YOUR OBJECTIVE
Locate every line in the records below that contains the string "hand", and copy each of those lines. Case counts.

RECORDS TO PROCESS
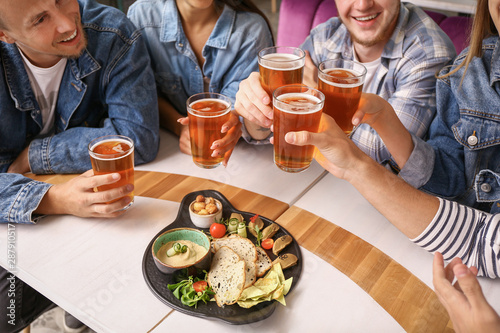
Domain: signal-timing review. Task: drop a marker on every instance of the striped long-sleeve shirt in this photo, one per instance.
(468, 233)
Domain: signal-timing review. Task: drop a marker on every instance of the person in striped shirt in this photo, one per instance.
(464, 235)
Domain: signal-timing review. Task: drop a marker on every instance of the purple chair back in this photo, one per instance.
(298, 17)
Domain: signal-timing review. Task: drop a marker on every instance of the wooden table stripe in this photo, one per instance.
(407, 299)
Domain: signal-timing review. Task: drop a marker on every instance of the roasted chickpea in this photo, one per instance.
(211, 208)
(197, 206)
(203, 212)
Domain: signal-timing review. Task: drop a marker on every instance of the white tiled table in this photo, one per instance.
(339, 202)
(250, 167)
(459, 6)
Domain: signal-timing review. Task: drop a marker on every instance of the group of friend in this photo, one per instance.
(424, 152)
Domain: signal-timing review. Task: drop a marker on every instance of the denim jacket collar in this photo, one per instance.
(394, 47)
(495, 58)
(172, 31)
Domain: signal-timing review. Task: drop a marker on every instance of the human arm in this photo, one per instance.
(224, 146)
(23, 200)
(409, 85)
(409, 209)
(465, 302)
(169, 119)
(252, 102)
(432, 223)
(77, 197)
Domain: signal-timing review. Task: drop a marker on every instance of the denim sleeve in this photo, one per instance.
(246, 63)
(413, 100)
(448, 172)
(464, 232)
(19, 198)
(418, 168)
(127, 89)
(246, 60)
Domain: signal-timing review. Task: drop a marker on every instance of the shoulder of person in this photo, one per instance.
(147, 12)
(423, 33)
(327, 28)
(101, 18)
(420, 24)
(249, 20)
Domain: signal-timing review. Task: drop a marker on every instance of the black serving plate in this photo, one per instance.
(232, 314)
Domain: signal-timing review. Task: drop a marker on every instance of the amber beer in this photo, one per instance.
(342, 83)
(279, 66)
(296, 108)
(113, 154)
(207, 113)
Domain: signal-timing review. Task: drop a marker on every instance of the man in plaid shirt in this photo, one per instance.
(402, 49)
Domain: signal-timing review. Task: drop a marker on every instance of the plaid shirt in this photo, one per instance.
(418, 48)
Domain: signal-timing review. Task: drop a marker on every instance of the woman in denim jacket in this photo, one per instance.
(461, 158)
(200, 46)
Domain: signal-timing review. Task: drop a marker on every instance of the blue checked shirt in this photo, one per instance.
(418, 48)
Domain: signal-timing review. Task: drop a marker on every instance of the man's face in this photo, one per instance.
(370, 22)
(45, 30)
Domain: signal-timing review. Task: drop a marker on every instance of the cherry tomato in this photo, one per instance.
(200, 286)
(267, 244)
(217, 230)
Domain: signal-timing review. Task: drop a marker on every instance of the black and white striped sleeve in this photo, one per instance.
(468, 233)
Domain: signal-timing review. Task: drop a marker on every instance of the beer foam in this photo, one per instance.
(305, 101)
(342, 85)
(197, 112)
(118, 149)
(281, 61)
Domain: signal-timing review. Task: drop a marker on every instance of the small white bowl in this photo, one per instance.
(205, 221)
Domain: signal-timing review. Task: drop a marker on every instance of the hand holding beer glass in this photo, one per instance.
(342, 83)
(296, 108)
(113, 154)
(207, 112)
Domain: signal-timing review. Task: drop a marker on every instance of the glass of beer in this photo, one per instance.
(342, 83)
(207, 113)
(296, 108)
(279, 66)
(113, 154)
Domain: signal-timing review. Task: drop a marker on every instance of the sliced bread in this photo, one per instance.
(226, 276)
(246, 250)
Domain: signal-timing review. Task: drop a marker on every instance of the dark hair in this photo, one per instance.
(245, 6)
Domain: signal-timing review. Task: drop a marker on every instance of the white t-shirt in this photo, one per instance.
(45, 83)
(371, 68)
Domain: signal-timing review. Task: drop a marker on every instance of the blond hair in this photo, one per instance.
(482, 27)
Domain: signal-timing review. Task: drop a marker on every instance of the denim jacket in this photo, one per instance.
(461, 159)
(109, 89)
(230, 52)
(417, 49)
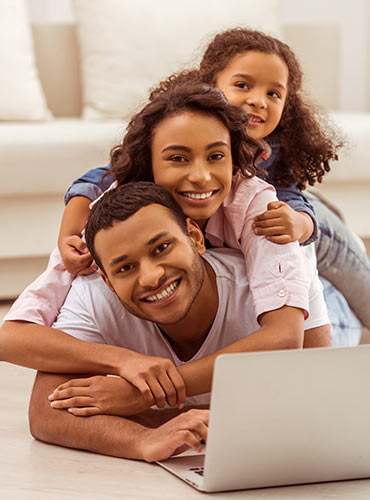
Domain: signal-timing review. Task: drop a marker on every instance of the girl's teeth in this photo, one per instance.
(167, 292)
(198, 196)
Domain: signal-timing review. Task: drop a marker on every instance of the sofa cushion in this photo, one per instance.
(21, 96)
(127, 47)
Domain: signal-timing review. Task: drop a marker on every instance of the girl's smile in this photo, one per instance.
(191, 158)
(256, 82)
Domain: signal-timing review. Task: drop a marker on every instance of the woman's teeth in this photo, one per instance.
(198, 196)
(167, 292)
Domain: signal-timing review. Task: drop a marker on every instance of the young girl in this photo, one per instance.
(261, 75)
(193, 142)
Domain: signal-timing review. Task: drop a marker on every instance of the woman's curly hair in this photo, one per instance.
(307, 141)
(132, 160)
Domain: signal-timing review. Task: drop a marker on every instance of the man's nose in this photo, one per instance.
(199, 173)
(150, 273)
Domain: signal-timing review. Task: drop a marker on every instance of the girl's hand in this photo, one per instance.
(281, 224)
(97, 396)
(76, 257)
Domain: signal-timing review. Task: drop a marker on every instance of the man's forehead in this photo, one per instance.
(137, 232)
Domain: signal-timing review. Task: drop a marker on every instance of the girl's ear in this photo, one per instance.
(196, 235)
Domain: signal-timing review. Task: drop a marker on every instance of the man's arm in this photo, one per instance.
(111, 435)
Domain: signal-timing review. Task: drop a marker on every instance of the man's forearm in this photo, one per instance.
(50, 350)
(281, 329)
(105, 434)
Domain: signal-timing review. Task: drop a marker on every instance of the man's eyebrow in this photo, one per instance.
(121, 258)
(273, 84)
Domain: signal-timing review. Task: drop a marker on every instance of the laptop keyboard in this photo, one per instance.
(197, 470)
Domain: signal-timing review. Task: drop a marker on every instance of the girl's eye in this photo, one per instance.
(177, 158)
(216, 156)
(241, 85)
(162, 247)
(272, 93)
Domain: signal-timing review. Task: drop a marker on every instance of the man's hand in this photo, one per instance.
(185, 431)
(156, 378)
(76, 257)
(98, 395)
(281, 224)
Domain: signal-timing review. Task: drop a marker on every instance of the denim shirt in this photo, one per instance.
(93, 184)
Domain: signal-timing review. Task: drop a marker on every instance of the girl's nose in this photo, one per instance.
(199, 174)
(150, 274)
(256, 100)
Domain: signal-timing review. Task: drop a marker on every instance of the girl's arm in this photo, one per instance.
(87, 188)
(291, 219)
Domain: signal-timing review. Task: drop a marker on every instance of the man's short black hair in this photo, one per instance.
(120, 203)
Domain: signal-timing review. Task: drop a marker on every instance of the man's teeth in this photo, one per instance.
(198, 196)
(167, 292)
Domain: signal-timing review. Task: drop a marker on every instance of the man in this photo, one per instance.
(181, 303)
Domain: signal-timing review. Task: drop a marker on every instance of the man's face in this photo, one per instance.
(153, 267)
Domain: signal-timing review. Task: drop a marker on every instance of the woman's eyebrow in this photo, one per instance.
(176, 147)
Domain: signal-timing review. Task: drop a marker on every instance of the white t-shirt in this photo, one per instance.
(92, 312)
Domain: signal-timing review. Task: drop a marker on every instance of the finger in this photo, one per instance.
(79, 401)
(281, 239)
(271, 231)
(88, 270)
(85, 412)
(169, 389)
(179, 385)
(157, 391)
(276, 221)
(144, 388)
(273, 205)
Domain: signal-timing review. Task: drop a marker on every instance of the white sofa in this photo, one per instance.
(40, 159)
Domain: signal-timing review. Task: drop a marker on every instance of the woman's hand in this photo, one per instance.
(76, 257)
(281, 224)
(98, 395)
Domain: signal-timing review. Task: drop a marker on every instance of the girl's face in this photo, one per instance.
(191, 158)
(258, 83)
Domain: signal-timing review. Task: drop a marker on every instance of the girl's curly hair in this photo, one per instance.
(307, 141)
(132, 160)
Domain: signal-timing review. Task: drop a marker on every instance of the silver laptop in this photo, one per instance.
(284, 417)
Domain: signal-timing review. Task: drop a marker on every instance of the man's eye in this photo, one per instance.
(162, 247)
(242, 85)
(216, 156)
(125, 268)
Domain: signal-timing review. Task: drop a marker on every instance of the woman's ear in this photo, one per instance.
(196, 235)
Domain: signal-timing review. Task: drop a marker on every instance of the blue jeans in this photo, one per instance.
(342, 261)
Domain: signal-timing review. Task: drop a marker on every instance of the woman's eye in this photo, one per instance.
(177, 158)
(242, 85)
(216, 156)
(162, 247)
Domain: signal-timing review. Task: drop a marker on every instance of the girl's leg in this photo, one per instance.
(342, 261)
(345, 327)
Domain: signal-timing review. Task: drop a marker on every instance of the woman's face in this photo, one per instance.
(191, 158)
(258, 83)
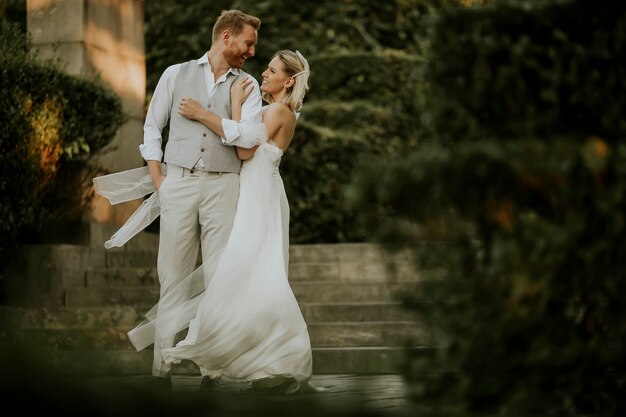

RESULT FOR THIS EXERCISE
Domain: signal-timing review. Task: drop a marker on every instance of the hand holding beer glass in this photo, one per instance.
Domain: signal-timing review. Task: drop a marker on every instance of the girl's hand in this photo, one per instance.
Domain: signal-timing review. Task: drop a marker on every instance of the man's hand in this photo, one per instance.
Domain: signal-timing review. Task: drop a marker on every instance of the woman's hand in this photo, one per instance.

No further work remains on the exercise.